Goal -
Transcribe the material below line for line, with every character unchanged, and leave the picture out of your answer.

........

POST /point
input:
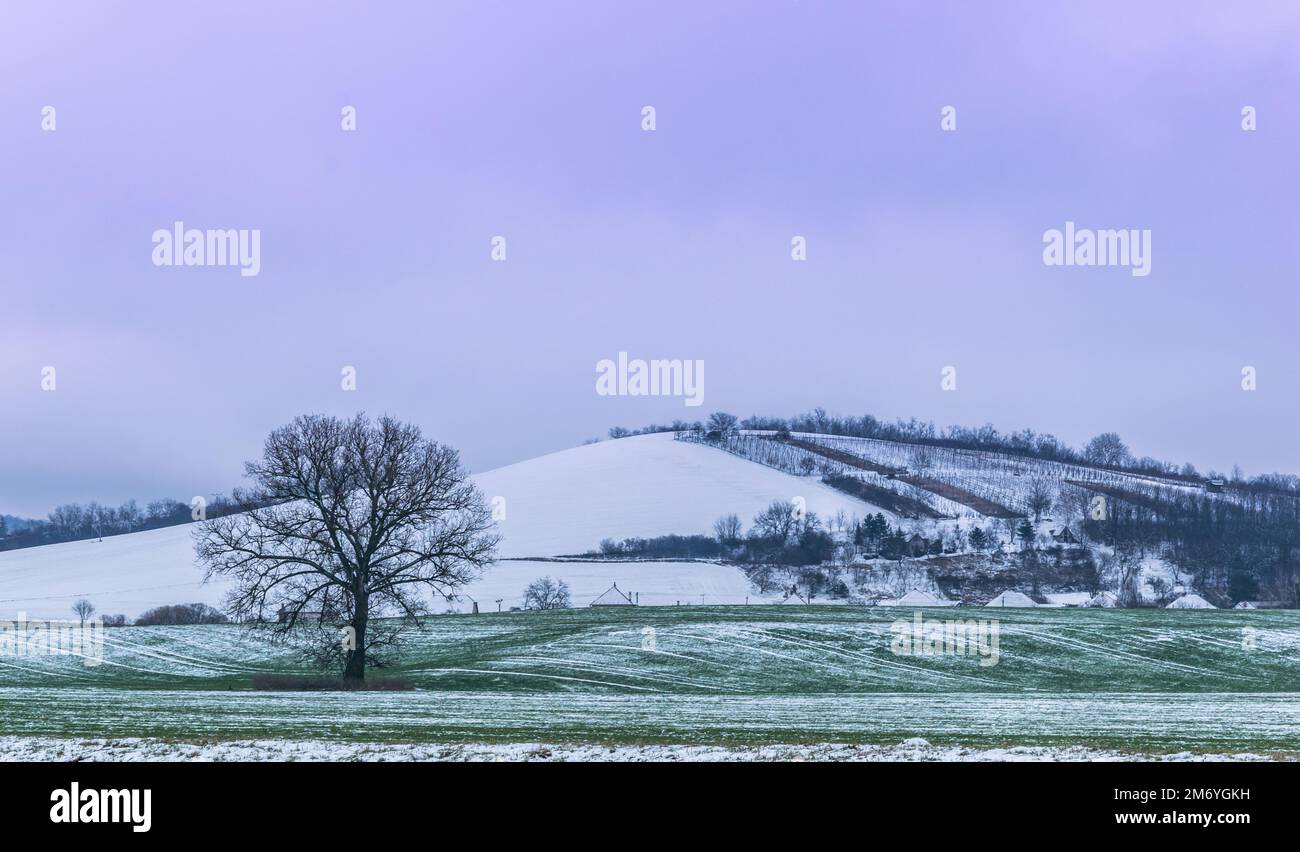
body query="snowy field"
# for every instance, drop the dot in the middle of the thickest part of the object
(1149, 682)
(555, 505)
(18, 748)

........

Solution to the exercise -
POST /point
input:
body query="snowy field"
# for every instance, drop the dot in the middle of the thickest part of the object
(1149, 682)
(555, 505)
(18, 748)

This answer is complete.